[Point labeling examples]
★ ★ ★ ★ ★ ★ ★

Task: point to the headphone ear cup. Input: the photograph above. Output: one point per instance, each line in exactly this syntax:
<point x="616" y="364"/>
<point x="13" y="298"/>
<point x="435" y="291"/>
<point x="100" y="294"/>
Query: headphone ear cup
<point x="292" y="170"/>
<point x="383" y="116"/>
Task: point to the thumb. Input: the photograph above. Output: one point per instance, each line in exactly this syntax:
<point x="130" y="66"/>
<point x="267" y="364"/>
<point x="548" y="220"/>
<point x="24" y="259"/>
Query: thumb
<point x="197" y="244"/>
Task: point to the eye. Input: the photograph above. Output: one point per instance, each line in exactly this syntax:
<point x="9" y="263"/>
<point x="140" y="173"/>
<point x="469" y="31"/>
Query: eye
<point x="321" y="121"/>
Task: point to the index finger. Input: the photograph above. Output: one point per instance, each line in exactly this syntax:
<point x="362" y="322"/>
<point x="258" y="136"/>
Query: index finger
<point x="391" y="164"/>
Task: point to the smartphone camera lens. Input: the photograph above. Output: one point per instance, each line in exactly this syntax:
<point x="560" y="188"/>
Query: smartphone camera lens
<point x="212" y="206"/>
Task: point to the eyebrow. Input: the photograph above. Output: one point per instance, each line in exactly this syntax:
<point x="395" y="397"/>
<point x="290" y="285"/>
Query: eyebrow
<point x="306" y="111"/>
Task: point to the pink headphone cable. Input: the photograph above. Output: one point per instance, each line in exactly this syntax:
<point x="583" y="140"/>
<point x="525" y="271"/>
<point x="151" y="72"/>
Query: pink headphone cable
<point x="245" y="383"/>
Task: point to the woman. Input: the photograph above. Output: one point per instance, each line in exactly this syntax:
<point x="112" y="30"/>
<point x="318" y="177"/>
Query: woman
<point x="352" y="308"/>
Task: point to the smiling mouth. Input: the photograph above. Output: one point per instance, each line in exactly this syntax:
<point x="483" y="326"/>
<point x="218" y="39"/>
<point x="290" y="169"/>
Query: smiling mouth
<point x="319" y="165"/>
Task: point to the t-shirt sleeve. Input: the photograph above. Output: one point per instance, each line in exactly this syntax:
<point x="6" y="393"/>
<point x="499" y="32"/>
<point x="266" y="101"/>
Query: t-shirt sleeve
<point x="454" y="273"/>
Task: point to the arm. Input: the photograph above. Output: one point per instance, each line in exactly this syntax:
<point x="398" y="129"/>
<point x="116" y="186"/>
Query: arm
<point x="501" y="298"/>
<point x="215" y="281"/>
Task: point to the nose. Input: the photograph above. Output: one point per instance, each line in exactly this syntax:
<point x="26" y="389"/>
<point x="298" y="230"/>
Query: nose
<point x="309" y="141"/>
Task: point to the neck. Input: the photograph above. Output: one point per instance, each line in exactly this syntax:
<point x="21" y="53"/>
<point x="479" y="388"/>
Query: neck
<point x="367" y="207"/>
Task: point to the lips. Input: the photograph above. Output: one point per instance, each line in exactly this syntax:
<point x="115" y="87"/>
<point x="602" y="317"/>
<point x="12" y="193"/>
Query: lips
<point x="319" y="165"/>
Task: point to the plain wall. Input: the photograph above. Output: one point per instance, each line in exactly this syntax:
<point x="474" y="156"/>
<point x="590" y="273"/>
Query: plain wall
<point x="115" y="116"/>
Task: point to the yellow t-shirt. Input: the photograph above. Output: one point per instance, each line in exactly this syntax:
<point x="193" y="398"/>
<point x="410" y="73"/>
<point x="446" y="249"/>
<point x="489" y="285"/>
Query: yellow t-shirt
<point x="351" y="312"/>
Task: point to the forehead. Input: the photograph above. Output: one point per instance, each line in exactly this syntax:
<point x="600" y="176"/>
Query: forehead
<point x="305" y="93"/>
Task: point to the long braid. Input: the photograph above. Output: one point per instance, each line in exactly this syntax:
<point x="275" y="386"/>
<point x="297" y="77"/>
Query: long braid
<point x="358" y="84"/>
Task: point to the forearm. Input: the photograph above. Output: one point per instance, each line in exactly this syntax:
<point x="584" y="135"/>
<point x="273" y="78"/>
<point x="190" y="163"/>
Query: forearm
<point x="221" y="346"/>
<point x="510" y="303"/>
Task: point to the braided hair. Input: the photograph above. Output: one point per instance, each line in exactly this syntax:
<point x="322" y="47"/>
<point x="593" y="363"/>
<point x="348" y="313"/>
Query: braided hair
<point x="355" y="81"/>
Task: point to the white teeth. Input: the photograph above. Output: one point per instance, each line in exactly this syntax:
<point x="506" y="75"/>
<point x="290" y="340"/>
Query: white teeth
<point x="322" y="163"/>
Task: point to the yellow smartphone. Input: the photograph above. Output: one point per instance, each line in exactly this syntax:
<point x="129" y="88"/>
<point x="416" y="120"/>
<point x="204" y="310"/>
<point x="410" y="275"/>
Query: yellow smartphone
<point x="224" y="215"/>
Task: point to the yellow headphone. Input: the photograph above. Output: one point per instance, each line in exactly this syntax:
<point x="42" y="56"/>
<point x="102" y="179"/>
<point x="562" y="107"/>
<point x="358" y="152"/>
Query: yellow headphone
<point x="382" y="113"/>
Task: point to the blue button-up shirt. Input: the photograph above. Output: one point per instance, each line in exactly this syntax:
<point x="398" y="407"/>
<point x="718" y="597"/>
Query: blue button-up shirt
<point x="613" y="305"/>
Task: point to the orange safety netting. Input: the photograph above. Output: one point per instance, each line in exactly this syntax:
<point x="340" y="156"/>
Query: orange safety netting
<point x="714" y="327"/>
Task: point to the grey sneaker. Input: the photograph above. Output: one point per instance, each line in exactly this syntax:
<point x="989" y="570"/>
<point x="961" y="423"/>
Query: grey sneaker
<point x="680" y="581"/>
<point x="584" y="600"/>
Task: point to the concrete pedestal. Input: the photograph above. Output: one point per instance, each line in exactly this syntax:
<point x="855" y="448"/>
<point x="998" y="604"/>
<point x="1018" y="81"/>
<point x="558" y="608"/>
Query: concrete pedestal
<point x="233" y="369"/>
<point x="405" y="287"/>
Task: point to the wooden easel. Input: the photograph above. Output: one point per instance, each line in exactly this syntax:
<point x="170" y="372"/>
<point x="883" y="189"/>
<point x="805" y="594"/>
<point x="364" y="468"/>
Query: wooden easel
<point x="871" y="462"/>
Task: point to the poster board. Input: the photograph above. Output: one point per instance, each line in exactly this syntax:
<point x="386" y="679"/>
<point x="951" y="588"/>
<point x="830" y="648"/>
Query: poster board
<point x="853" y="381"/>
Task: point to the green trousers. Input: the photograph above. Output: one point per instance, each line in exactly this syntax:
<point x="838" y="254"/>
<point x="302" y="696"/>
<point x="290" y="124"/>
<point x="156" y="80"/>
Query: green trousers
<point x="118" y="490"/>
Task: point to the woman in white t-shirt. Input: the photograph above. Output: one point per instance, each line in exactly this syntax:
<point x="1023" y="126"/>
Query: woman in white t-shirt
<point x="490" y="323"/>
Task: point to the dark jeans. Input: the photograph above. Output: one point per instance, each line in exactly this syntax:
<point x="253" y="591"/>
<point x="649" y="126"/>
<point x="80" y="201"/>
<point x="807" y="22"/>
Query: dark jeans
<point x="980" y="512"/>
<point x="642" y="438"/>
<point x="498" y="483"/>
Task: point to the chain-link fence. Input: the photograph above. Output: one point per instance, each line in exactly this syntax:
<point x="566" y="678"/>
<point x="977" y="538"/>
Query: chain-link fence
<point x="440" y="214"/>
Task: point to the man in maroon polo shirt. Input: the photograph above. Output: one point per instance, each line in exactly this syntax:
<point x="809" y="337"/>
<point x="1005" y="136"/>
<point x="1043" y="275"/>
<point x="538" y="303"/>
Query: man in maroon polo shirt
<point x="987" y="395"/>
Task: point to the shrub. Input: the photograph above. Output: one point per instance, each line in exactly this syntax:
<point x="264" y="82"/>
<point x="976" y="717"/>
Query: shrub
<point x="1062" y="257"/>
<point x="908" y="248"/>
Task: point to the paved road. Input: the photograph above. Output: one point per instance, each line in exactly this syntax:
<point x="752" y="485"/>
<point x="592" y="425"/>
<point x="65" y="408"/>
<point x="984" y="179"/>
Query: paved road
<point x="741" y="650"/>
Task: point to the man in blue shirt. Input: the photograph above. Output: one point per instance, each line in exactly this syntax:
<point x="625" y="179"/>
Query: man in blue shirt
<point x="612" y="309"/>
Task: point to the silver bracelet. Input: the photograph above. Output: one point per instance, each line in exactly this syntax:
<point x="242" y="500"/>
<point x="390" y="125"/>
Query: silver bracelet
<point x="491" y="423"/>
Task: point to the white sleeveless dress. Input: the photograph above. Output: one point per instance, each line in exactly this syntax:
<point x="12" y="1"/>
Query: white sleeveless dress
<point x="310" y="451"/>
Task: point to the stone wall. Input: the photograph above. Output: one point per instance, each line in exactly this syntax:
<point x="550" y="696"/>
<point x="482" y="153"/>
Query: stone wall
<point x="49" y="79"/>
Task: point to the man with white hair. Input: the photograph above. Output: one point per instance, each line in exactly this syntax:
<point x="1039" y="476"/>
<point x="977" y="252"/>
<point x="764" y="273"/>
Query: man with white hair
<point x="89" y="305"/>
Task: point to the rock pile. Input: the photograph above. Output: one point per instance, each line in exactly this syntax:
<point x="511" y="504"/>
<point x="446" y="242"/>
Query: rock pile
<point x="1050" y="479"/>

★ ★ ★ ★ ★ ★ ★

Reproduce the final stretch of the data above: every line from the one holding "Task: point to the silver" through the end, inclusive, exactly as written and nothing else.

The completed task:
Task: point to the silver bracelet. Input: the photograph above. Output: one point per instance, each line in exactly this syntax:
<point x="242" y="500"/>
<point x="390" y="125"/>
Query: silver bracelet
<point x="491" y="423"/>
Task: point to the white sleeveless dress. Input: the photograph above. Output: one point per instance, each line in exactly this syntax:
<point x="12" y="1"/>
Query: white sleeveless dress
<point x="310" y="451"/>
Task: point to the stone wall. Input: the photograph above. Output: one point per instance, each line in exactly this syntax:
<point x="550" y="696"/>
<point x="482" y="153"/>
Query: stone wall
<point x="49" y="79"/>
Task: point to the man with white hair. Input: the photograph above. Output: one point per instance, each line in exactly this syntax:
<point x="1039" y="476"/>
<point x="977" y="252"/>
<point x="764" y="273"/>
Query: man with white hair
<point x="89" y="305"/>
Task: point to the rock pile. Input: the photograph above. Output: one point per instance, each line in exactly this syntax:
<point x="511" y="504"/>
<point x="446" y="242"/>
Query: rock pile
<point x="1050" y="479"/>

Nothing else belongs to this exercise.